Segment Open

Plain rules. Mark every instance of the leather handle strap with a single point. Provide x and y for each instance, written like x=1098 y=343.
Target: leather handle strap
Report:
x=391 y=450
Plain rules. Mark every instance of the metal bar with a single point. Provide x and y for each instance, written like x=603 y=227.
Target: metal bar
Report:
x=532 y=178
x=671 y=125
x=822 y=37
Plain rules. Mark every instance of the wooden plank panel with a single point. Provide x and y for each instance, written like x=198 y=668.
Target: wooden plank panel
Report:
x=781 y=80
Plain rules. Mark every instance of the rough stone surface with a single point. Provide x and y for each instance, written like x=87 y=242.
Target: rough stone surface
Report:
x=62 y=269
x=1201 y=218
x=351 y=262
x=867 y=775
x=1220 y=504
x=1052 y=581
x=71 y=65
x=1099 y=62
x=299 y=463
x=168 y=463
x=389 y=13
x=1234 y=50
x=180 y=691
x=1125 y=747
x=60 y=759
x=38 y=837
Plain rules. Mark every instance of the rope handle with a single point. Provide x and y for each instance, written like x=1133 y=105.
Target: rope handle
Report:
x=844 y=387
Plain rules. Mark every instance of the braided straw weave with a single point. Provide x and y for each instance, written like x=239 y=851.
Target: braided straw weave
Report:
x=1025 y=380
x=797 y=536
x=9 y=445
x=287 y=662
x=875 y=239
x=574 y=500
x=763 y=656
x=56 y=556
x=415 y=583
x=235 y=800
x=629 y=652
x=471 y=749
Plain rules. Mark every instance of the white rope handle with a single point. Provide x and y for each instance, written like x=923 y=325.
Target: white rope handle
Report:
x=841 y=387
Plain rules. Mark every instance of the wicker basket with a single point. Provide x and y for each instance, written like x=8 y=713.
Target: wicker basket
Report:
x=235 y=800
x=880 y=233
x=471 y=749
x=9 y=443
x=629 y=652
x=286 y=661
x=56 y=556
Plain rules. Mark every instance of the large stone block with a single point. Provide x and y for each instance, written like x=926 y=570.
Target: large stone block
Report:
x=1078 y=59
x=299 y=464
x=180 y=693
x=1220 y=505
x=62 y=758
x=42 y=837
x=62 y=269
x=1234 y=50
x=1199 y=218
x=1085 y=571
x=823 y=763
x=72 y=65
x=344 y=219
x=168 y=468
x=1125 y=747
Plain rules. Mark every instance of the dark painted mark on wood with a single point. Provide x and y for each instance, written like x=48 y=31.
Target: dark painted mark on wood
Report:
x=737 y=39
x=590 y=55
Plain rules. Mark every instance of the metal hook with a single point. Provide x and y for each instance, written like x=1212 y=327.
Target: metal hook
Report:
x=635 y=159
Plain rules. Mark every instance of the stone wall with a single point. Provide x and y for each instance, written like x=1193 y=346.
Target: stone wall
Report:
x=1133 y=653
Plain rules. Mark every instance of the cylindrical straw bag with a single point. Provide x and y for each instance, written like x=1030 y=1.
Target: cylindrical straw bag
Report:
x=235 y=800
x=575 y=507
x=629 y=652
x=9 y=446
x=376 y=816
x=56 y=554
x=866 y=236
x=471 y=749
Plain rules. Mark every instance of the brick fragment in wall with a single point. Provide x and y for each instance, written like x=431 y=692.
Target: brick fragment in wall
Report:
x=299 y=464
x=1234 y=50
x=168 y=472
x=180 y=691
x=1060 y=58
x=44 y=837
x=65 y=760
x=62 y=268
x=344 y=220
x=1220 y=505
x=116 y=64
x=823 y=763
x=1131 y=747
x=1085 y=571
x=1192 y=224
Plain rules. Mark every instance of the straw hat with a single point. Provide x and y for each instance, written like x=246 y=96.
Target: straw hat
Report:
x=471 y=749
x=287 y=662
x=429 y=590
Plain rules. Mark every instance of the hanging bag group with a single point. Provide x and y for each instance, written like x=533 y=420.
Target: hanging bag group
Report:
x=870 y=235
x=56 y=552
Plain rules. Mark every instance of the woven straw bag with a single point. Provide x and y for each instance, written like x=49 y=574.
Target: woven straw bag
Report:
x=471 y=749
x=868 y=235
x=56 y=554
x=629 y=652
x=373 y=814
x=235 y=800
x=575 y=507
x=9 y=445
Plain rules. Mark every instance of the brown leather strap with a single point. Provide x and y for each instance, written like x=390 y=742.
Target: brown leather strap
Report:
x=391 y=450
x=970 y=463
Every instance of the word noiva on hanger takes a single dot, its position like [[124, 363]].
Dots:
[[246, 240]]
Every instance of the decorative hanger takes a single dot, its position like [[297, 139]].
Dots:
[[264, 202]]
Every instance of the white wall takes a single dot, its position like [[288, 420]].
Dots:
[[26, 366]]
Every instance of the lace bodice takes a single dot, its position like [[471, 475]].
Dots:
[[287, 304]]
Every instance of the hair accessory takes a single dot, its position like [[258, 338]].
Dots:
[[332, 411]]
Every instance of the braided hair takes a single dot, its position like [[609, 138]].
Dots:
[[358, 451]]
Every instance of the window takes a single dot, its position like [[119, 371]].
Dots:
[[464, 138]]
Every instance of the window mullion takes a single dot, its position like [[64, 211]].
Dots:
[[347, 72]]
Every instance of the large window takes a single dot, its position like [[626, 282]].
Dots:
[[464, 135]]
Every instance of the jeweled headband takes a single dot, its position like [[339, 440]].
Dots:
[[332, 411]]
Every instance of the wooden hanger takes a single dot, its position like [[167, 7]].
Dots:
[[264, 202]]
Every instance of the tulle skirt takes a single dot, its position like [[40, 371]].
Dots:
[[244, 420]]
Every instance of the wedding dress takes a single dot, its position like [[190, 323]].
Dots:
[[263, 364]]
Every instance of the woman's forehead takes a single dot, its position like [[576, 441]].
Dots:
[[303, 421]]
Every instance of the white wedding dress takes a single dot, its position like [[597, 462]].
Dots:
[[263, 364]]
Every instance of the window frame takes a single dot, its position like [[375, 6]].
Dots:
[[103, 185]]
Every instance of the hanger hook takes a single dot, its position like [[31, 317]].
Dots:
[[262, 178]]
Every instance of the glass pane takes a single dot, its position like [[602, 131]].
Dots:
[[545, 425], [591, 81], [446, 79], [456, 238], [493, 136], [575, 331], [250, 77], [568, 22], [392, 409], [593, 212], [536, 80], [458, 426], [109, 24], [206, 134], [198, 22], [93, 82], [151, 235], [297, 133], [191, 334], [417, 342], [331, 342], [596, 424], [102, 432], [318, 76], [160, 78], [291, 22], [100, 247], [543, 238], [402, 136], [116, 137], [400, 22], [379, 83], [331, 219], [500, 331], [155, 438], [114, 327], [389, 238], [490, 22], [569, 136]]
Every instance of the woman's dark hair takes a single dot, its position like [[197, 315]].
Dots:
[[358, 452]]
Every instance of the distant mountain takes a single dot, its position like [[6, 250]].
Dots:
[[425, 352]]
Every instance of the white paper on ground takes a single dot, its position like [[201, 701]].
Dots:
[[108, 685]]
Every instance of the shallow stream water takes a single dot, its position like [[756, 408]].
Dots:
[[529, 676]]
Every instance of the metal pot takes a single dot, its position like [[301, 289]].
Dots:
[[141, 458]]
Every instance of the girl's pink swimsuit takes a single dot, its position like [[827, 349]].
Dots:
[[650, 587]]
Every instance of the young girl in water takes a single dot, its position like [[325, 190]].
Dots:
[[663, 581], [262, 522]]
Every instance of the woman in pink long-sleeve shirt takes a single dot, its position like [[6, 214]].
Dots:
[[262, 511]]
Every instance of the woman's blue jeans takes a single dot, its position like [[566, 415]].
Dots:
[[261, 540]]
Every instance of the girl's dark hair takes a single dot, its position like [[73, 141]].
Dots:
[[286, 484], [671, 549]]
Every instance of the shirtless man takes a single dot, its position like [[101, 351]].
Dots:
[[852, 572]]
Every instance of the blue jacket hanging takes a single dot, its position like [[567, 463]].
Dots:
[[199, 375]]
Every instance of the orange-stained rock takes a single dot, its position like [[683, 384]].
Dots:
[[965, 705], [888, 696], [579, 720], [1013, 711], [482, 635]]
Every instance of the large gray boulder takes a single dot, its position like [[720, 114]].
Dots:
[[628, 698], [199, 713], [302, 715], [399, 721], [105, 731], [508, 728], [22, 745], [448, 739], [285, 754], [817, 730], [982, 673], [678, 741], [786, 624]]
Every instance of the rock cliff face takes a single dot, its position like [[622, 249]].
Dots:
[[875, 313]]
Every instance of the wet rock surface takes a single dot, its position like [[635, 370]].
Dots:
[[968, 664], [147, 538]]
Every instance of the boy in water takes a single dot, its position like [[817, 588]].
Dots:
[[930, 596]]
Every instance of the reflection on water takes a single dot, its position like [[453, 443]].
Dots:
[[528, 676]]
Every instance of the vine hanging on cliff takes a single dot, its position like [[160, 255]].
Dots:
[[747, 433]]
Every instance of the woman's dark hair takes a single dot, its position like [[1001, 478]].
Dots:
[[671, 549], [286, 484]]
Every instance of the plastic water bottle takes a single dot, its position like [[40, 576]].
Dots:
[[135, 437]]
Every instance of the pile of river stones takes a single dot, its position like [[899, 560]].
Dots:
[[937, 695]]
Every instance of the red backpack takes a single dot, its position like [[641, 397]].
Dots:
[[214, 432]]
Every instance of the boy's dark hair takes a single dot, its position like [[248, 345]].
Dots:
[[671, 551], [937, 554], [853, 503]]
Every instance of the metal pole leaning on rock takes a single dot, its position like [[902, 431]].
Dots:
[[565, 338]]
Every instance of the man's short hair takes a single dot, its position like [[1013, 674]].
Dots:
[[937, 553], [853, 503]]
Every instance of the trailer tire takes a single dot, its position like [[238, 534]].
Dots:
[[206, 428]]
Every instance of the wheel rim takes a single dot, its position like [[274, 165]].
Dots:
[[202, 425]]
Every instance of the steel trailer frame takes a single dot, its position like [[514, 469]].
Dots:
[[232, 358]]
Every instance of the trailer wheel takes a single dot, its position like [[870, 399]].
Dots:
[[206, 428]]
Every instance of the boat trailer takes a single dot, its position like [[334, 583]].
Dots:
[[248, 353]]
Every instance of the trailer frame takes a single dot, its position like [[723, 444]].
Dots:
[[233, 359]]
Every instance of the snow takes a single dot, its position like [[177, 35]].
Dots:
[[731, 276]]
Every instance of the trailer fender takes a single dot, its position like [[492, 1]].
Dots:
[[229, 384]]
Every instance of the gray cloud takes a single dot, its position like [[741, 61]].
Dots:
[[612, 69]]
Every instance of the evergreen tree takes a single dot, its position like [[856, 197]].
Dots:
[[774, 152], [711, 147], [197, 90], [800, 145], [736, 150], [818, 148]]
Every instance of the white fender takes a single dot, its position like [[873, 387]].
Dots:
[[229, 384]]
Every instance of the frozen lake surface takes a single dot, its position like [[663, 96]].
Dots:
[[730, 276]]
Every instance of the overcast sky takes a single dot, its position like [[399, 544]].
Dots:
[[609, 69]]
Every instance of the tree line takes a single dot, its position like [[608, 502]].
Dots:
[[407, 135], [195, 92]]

Segment Closed

• _ASSIGNMENT_: In the listing above, find the line with "Every instance of the steel" and set down that line and all after it exactly, through the final line.

• _WRITTEN SOLUTION_:
Every instance of the steel trailer frame takes a single dot, its position like [[514, 469]].
Dots:
[[232, 358]]
Every instance of the trailer wheel takes a single dot, its position like [[870, 399]].
Dots:
[[206, 428]]
Every instance of the boat trailer takes a single dot, its position like [[334, 583]].
Dots:
[[248, 353]]
Every instance of the trailer frame takes a single dot, its position like [[723, 444]].
Dots:
[[233, 359]]
Every instance of the snow takes a single dot, its position like [[177, 35]].
Dots:
[[731, 276]]
Every instance of the trailer fender takes a single dot, its position like [[492, 1]].
Dots:
[[229, 384]]
Every instance of the gray cloud takes a single dot, its position like [[741, 61]].
Dots:
[[612, 69]]
Every instance of the evergreen tree takes a single dot, its position like [[856, 197]].
Dots:
[[774, 152], [711, 147], [197, 90], [800, 145], [736, 150], [818, 148]]
Every instance of the white fender takes a single dot, its position like [[873, 387]].
Dots:
[[229, 384]]
Every instance of the frozen lake surface takes a single dot, its position like [[663, 96]].
Dots:
[[730, 276]]
Every instance of the overcast sky takes a single dot, its position like [[399, 544]].
Dots:
[[609, 69]]
Every instance of the tree line takes a single dot, its position like [[608, 502]].
Dots:
[[407, 135], [195, 92]]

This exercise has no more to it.